Google is reportedly working on a secret project to get Windows 10 running on Chromebooks. XDA Developers' Kieran Miyamoto reports on the latest developments surrounding "Campfire" -- the Chromebook equivalent of Apple's Boot Camp. From the report: Earlier this year, a mysterious project appeared on the Chromium Git. The Chrome OS developers had created a new firmware branch of the Google Pixelbook called eve-campfire and were working on a new "Alt OS mode" for this branch. We have since confirmed this Alt OS refers to Microsoft Windows 10 and found evidence that it wasn't just an internal project but intended for public release.

The developers have reworked the way in which they distribute updates to a rarely-used section of ROM on Chromebooks called RW_LEGACY. The RW_LEGACY section on a Chromebook's ROM traditionally gives users the ability to dual-boot into an alternative OS, but it is something of an afterthought during production and the section is rarely updated after a device leaves the factory. Now, with Campfire, Google will push signed updates to RW_LEGACY via the regular auto-update process, so firmware flashing won't be a concern for Joe Public. A recent commit for enabling Alt OS through crosh with a simple [alt_os enable] command indicates that it will be a fairly easy setup process from the user's end too.
We may expect to see the first demo of "Campfire" at Google's upcoming Pixel 3 launch event in October. Also, the report notes that the Google Pixelbook won't be the only Chromebook with Campfire support, citing "mentions of multiple 'campfire variants.'"

DATA EXTRACT:
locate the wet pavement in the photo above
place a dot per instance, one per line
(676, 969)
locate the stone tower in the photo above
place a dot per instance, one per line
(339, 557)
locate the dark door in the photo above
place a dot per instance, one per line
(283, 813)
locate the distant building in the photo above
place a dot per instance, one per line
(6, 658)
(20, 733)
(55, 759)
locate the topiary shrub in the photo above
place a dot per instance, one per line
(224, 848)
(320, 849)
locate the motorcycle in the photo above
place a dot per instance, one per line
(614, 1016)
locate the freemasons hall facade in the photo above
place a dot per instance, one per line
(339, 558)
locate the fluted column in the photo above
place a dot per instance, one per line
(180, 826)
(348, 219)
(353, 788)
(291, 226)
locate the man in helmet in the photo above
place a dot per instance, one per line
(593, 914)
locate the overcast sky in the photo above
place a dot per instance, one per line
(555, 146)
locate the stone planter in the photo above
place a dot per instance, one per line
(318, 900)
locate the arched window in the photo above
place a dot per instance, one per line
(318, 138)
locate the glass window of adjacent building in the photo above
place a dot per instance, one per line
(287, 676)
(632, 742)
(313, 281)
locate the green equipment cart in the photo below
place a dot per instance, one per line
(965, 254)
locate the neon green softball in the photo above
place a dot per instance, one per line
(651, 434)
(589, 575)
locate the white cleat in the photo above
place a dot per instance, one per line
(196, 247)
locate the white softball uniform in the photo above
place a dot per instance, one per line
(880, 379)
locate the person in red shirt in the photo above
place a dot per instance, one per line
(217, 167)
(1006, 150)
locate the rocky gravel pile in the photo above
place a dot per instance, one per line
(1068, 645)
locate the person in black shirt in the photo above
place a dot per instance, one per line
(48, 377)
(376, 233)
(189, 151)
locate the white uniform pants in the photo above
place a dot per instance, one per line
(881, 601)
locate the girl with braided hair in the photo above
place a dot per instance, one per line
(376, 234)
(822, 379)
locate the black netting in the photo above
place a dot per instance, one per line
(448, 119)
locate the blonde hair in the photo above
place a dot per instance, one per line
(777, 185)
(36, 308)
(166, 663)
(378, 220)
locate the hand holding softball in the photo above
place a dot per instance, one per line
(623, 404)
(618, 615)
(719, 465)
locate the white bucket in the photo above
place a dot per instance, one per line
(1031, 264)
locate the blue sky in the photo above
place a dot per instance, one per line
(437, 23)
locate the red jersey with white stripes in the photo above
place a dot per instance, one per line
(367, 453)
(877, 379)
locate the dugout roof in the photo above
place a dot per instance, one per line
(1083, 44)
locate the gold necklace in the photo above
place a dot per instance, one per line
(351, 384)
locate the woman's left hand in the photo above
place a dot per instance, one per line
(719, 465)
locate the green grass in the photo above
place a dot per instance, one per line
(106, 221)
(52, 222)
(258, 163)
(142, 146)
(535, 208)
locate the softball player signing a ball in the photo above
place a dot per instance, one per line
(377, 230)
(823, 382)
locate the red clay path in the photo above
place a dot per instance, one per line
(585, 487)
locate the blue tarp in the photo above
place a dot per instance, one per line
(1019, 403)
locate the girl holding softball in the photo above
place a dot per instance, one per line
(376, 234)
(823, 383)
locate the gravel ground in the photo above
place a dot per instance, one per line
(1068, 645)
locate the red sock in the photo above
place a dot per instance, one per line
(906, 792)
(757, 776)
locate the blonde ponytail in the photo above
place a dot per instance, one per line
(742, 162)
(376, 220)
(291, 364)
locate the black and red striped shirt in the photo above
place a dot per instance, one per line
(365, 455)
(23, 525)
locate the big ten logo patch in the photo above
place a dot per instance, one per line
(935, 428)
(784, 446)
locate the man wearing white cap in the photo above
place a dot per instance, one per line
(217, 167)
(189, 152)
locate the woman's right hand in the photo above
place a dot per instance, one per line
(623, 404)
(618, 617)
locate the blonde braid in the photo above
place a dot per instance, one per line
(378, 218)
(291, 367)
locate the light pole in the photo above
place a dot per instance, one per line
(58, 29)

REQUIRED TASK A: Extract each line of the records that contains the string "with". Treat uppercase and lowercase letters as different.
REQUIRED TASK B: Extend the report on Google's Campfire project for Chromebooks, picking up after its last sentence.

TASK ANSWER A:
locate the girl with braided hair in the photo above
locate the red jersey with white stripes in the photo above

TASK ANSWER B:
12 of 95 comments (clear)

  1. Run Windows under Linux by Tough+Love · · Score: 3, Interesting

    It's the new thing, run Windows under Linux. Linux GPU virtualization is even good enough now to run AAA games in a VM. For most of what you do... browsing, social networking, viewing media, the experience is better under Linux now than Windows (e.g., you will never get an upgrade nag while watching a movie.) Not to mention Microsoft won't be spying on most of what you do, except of course for what runs in the VM. You want that to be less every month.

    Dual boot is out, sandboxing Windows is in.

    --
    When all you have is a hammer, every problem starts to look like a thumb.
    1. Re:Run Windows under Linux by blindseer · · Score: 2

      Dual boot is out, sandboxing Windows is in.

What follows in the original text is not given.